▶ _WHAT IS BEING ASKED_:
Retype the data word for word, starting with the line that contains "Please tag the grey" and going on through the last line of the data.

─── EXERCISE MATERIALS

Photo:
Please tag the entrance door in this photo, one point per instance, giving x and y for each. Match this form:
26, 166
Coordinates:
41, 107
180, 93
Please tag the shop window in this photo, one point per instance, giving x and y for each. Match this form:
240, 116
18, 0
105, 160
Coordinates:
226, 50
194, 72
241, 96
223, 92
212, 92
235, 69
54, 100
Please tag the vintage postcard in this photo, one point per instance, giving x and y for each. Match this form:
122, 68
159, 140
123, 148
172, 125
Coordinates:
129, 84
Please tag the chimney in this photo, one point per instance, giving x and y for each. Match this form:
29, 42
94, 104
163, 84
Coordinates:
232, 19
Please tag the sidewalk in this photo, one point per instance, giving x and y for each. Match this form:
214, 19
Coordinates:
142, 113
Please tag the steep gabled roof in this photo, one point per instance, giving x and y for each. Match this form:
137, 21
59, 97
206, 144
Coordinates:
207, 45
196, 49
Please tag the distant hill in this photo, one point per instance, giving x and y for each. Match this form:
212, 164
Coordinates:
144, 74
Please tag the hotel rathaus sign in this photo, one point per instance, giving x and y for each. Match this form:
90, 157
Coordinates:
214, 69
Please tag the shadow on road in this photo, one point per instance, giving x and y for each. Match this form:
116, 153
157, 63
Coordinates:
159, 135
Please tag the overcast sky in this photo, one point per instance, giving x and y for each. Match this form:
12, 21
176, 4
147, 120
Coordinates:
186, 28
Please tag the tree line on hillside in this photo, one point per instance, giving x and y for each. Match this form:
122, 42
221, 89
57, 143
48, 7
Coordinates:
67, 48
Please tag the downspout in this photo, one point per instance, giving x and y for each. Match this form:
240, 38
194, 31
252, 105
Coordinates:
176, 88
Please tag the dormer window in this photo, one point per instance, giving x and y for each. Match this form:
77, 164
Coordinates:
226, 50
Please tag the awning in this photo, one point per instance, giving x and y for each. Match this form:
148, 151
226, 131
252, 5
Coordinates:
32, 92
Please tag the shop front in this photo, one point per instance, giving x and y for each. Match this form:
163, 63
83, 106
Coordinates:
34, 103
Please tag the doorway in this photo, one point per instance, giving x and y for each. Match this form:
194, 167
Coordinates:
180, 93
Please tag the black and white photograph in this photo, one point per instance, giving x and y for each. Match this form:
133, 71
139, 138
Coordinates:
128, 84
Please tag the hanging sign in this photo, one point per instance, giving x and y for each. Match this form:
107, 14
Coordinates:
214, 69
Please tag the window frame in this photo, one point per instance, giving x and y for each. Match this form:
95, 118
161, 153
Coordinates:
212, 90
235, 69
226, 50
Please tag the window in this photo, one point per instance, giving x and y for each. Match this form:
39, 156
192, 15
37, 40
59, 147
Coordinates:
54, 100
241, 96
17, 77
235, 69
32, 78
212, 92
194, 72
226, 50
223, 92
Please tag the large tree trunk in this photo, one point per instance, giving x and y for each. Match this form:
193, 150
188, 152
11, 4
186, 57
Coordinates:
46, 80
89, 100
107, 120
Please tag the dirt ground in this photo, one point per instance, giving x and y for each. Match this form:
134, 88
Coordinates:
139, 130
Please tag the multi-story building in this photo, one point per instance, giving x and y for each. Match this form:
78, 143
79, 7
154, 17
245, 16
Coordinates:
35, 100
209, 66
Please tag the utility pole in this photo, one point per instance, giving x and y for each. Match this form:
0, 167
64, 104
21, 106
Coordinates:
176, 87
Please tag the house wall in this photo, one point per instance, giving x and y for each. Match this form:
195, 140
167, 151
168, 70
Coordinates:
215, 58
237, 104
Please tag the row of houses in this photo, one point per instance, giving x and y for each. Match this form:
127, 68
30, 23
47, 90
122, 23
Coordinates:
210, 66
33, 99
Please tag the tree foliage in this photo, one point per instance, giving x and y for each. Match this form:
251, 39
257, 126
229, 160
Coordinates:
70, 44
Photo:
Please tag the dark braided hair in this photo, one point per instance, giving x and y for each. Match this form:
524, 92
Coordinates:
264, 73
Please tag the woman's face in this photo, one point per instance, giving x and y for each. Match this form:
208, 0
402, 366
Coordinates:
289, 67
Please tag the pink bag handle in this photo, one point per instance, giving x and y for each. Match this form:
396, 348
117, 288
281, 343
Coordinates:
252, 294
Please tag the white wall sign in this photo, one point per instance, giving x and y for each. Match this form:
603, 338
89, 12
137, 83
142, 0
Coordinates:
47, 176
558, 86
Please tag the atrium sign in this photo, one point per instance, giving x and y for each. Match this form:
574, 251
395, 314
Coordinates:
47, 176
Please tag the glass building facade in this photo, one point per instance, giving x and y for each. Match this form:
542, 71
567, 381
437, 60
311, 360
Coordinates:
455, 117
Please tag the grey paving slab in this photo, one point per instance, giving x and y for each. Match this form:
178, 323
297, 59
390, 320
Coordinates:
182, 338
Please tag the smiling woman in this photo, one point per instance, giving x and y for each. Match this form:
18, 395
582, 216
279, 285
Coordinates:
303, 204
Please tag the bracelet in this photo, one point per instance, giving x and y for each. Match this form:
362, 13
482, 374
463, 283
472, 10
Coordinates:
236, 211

──────

▶ _WORKED SOLUTION_:
Please tag the grey paving slab in this photo, one point per instance, giving x and y for each. Match this form:
178, 323
297, 59
390, 320
Coordinates:
182, 338
Please tag the smiling woman in this photo, one point per instance, giving x and y for each. Match this form:
18, 395
582, 216
279, 285
Coordinates:
303, 204
Please tag the bracelet in this photo, one point per instance, giving x and y for each. Match this form:
362, 13
482, 374
463, 283
472, 10
Coordinates:
236, 211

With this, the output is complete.